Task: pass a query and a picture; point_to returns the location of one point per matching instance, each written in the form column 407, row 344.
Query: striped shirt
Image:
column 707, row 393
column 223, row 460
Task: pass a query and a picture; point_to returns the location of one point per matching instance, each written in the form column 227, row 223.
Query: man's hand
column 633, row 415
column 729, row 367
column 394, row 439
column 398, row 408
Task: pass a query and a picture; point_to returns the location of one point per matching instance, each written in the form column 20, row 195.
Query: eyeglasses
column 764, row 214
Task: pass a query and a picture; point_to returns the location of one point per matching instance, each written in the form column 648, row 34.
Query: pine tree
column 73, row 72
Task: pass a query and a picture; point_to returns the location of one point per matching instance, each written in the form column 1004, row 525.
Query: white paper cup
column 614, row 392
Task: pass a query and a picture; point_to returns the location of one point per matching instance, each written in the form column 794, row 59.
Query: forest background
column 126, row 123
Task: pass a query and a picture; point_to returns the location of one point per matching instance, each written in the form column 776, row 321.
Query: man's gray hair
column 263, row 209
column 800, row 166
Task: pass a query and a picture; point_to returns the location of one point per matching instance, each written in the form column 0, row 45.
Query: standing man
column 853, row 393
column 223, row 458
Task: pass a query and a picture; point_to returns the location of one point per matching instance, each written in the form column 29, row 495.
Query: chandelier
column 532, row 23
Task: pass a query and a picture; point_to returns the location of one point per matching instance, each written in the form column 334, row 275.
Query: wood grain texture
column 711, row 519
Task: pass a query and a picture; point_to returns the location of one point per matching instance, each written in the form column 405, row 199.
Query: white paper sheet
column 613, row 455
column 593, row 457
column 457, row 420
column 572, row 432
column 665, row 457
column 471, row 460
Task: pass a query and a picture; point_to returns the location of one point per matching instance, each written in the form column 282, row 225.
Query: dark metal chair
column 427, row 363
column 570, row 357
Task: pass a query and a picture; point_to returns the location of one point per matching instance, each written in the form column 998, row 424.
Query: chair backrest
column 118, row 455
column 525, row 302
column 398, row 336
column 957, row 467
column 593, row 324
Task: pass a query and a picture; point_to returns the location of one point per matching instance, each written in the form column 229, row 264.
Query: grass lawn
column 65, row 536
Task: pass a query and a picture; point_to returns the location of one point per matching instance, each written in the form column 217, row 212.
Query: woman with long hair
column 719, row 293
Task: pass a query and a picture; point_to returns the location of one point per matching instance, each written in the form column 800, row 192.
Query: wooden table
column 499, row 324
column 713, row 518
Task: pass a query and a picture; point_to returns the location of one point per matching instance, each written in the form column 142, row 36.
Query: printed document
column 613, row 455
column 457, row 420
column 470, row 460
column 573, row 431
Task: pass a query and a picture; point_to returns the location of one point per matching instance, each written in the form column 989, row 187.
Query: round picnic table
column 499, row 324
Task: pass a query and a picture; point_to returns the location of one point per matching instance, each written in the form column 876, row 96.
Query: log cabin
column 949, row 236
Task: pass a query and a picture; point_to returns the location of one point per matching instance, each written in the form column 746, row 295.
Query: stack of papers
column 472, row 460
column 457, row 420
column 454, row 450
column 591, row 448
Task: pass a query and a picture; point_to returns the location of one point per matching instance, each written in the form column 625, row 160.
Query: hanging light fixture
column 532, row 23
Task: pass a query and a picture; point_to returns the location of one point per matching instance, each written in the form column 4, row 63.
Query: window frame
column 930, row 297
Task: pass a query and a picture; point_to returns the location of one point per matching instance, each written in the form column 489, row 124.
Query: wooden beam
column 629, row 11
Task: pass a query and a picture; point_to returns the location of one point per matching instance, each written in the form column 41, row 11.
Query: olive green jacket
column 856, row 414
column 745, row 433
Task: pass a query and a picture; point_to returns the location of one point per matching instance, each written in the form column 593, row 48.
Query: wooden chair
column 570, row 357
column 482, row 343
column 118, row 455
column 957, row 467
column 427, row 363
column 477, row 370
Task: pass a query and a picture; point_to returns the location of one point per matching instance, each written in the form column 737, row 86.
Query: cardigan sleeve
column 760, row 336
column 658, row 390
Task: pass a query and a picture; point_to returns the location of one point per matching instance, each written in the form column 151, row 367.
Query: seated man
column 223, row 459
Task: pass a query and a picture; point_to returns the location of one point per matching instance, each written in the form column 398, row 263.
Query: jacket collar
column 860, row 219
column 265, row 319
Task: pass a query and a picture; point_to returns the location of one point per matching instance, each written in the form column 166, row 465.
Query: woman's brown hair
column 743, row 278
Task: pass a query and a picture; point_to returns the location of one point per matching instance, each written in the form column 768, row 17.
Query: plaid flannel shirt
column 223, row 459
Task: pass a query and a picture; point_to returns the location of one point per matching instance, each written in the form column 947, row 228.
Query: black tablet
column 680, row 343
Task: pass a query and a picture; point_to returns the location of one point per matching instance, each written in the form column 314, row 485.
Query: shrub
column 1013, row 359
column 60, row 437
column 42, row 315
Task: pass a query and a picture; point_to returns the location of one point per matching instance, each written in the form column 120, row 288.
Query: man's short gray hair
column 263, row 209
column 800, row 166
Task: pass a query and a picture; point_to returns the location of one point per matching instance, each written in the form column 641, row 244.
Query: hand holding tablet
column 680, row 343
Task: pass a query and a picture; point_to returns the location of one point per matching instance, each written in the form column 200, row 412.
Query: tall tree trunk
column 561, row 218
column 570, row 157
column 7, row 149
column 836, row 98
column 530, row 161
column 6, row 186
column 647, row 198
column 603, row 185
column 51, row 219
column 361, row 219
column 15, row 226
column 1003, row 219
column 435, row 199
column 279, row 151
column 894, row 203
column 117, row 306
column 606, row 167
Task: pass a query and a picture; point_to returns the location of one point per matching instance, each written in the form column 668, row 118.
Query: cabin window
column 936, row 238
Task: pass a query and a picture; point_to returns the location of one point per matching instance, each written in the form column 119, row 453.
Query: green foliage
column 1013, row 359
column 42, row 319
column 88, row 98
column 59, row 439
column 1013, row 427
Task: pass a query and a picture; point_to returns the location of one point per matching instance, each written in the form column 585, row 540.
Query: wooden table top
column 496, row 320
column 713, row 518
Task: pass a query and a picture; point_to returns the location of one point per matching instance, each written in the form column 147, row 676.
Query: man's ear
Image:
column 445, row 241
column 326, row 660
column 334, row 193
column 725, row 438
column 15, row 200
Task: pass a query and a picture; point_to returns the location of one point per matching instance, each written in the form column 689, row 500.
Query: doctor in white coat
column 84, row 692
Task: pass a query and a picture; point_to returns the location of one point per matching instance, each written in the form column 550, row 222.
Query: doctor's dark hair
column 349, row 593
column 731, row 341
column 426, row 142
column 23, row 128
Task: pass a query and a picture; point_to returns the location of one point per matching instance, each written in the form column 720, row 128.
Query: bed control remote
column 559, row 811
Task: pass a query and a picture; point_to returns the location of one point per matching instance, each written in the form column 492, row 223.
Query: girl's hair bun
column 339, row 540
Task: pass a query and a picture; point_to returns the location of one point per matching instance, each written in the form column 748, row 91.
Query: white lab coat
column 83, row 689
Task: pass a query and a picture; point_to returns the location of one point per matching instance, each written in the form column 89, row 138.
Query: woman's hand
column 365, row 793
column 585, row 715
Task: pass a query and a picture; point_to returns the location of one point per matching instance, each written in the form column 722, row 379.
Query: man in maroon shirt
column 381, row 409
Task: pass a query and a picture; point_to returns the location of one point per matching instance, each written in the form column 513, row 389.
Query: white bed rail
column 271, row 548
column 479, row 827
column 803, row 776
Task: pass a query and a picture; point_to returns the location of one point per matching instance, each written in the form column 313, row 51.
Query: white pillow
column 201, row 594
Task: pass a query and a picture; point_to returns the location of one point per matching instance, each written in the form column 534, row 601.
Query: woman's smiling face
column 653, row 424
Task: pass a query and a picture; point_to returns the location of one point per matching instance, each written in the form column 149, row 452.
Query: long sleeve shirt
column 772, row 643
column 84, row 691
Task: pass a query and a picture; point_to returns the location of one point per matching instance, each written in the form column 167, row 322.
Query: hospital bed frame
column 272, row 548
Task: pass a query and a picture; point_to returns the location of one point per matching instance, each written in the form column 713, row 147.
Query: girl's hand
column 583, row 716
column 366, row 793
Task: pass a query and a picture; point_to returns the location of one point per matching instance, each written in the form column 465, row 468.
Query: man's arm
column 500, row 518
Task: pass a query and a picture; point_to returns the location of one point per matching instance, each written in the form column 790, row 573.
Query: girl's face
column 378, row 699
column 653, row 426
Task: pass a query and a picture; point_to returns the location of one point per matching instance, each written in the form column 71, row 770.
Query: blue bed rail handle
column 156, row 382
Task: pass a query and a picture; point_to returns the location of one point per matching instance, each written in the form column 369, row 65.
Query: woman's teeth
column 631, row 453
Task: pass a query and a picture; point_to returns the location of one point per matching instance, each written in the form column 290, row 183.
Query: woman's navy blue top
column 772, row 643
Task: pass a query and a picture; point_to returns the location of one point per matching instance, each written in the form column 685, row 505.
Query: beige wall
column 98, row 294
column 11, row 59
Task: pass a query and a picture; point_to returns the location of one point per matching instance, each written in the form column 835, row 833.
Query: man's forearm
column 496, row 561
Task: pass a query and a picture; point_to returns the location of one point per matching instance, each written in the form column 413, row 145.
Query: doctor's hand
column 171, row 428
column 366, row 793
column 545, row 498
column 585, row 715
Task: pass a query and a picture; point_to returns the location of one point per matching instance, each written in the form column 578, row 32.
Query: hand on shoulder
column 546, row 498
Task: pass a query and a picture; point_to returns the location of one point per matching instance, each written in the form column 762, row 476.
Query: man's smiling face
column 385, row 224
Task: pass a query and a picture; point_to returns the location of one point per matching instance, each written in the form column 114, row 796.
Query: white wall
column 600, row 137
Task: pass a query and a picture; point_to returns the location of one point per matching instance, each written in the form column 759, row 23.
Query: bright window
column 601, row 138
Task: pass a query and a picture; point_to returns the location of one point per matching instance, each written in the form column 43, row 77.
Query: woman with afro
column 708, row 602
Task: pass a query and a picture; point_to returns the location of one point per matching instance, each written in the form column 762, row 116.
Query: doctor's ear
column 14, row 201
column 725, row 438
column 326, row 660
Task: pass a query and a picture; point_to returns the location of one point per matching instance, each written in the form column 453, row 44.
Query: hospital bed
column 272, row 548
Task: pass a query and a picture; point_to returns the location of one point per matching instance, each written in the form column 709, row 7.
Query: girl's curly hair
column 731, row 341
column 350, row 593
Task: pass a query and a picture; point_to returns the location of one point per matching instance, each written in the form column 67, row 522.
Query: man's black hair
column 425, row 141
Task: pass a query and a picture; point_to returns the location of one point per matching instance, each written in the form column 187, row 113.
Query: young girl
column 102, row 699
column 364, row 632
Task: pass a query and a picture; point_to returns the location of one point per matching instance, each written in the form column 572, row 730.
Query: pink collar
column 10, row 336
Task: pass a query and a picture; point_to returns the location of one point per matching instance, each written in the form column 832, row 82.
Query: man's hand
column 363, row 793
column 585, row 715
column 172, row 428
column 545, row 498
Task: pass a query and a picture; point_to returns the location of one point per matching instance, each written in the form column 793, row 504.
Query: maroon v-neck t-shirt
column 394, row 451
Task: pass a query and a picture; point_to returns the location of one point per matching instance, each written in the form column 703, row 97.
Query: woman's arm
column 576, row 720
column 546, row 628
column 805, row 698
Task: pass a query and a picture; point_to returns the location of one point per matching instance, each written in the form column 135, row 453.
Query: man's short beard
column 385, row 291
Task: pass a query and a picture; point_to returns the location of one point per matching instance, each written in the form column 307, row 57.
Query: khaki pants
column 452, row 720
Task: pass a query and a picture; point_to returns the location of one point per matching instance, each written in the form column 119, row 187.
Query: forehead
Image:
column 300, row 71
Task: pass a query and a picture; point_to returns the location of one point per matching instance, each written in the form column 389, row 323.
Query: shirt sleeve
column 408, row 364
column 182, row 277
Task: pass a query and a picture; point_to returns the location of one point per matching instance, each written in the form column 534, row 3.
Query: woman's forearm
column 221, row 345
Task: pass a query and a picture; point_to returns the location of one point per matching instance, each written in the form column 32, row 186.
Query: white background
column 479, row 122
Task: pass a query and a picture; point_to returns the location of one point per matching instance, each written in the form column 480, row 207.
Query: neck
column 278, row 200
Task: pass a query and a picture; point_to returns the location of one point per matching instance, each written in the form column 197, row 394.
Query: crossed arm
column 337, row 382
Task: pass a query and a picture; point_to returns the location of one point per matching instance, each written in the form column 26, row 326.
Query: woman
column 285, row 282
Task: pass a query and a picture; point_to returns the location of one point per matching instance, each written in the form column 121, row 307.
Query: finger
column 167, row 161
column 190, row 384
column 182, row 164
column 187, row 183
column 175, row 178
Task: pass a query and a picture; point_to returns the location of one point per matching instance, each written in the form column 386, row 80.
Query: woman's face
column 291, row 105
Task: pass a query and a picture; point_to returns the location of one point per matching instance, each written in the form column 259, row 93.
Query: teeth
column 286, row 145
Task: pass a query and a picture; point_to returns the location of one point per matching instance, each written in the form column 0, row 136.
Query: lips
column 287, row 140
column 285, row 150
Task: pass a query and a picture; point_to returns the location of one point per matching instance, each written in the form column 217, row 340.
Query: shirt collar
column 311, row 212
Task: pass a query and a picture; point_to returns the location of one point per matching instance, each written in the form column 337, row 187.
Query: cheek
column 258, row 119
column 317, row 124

····················

- **JOB**: Put the data from its first line through the line containing "column 73, row 72" into a JSON list of strings, with one string per line and blank lines omitted.

- **EXERCISE OUTPUT**:
[
  "Task: pass a query and a picture; point_to returns the location of one point per matching instance, each written in the form column 407, row 344.",
  "Query: striped shirt",
  "Image:",
  "column 707, row 393",
  "column 223, row 460",
  "Task: pass a query and a picture; point_to returns the location of one point per matching instance, each written in the form column 227, row 223.",
  "Query: man's hand",
  "column 633, row 415",
  "column 729, row 367",
  "column 394, row 439",
  "column 398, row 408",
  "Task: pass a query and a picture; point_to returns the location of one point per matching instance, each written in the form column 20, row 195.",
  "Query: eyeglasses",
  "column 764, row 214",
  "Task: pass a query and a picture; point_to returns the location of one point per matching instance, each written in the form column 648, row 34.",
  "Query: pine tree",
  "column 73, row 72"
]